### Problem a
Reproduce the records that follow the text on casting processes, line for line, without any changes.

Type of casting process

Sand Casting
The versatile metal forming technique of sand casting uses non-reusable sand molds to produce intricate metal castings. It’s an essential method for creating metal parts in various sizes, ranging from ounces to tons. This technique is indispensable in many different industries because it excels at shaping alloys with high melting temperatures, such as: steel, nickel, and titanium. Inexpensive and recyclable materials are combined to make up molding sand with exceptional heat resistance. Silica is the preferred casting sand, though chemically bonded systems and green sand are also used. The effectiveness of the mold in maintaining its shape and producing high-quality castings depends on key characteristics like strength, permeability, and flowability. To learn more, see our guide on Sand Casting Manufacturing.

Die Casting (Metal Die Casting)
Die casting is a precision-focused manufacturing process that involves melting a metal with low melting point and injecting it into a long-life die-casting mold. These steel molds, which are created using cutting-edge techniques like CNC machining, guarantee high levels of accuracy, precision, and repeatability when creating metal components. The process has a long history that dates back to the 19th century. It has developed into two separate procedures: hot chamber and cold chamber die casting. Based on their different melting points, each process can handle a variety of materials, including: aluminum in cold chamber casting and alloys of zinc, tin, lead, and magnesium in hot chamber casting. Die casting finds extensive use in industries ranging from consumer and automotive products to aerospace components, making it an indispensable part of modern manufacturing.

Investment Casting
Investment casting, a meticulous method, crafts ceramic molds around wax patterns, in order to serve as encasements for molten metal. Multiple wax patterns can be melted onto a gate system, and then a layered casing is created by submerging the pattern(s) in slurry and sand. After the wax is removed, molten metals like stainless steel or aluminum are poured in to create intricately detailed copies. Investment casting efficiently creates complex parts that are difficult for other processes to produce; the advantages include: undercuts, fine detail, and smooth finishes. Investment casting has developed from its ancient roots to modern applications to become an essential technique used in a variety of industries, preserving fine craftsmanship and enabling effective large-scale manufacturing. To learn more, see our guide on What is Investment Casting.

Gravity Die Casting
The time-tested metal casting method known as gravity die casting uses gravity to introduce molten metal into a mold’s cavity. This approach, which has roots in antiquity, offers simplicity and economics. Manufacturers coat the cavity, melt the metal, pour it in, and then wait for the metal to solidify. The process uses automatic or manual machines. Positive mechanical characteristics, lower costs, and improved finishing are all advantages. The drawback of gravity die casting, however, is the length of time required to make intricate parts. Despite technological advancements, this seemingly crude method is still effective for smaller parts, finding use in a variety of applications including: kitchenware, lighting, and automobiles. Alternatives like aluminum die casting and sand casting are preferable for complex, high-volume production.

Continuous Casting
Continuous casting creates uniform, fine-grained, solid shapes with superior physical properties by quickly cooling molten metal inside a vertical or horizontal mold. This technique minimizes contaminants while maximizing yield because it uses gravity to ensure a steady flow. Although various configurations like squares and hexagons can be made, tubes and solids are the most typical shapes. When the metal has cooled after entering the mold and reached the desired length, it is continuously extracted. Continuous casting excels at producing high-density, pressure-resistant products for applications requiring precision and structural integrity. While continuous casting provides benefits like effective stock utilization and dimensional consistency, mold costs and suitability for particular alloys and quantities should be taken into account.

### Problem b
Name every casting process that the casting-process text above gives as a section heading.

### Dataset records
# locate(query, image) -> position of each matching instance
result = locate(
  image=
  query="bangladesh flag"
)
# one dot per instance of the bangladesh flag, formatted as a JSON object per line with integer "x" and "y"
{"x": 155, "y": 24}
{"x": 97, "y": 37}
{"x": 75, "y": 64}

### Written response a
# locate(query, image) -> position of each matching instance
result = locate(
  image=
  query="bangladesh flag"
)
# one dot per instance of the bangladesh flag, formatted as a JSON object per line with integer "x" and "y"
{"x": 155, "y": 24}
{"x": 97, "y": 37}
{"x": 75, "y": 64}

### Written response b
Sand Casting
Die Casting (Metal Die Casting)
Investment Casting
Gravity Die Casting
Continuous Casting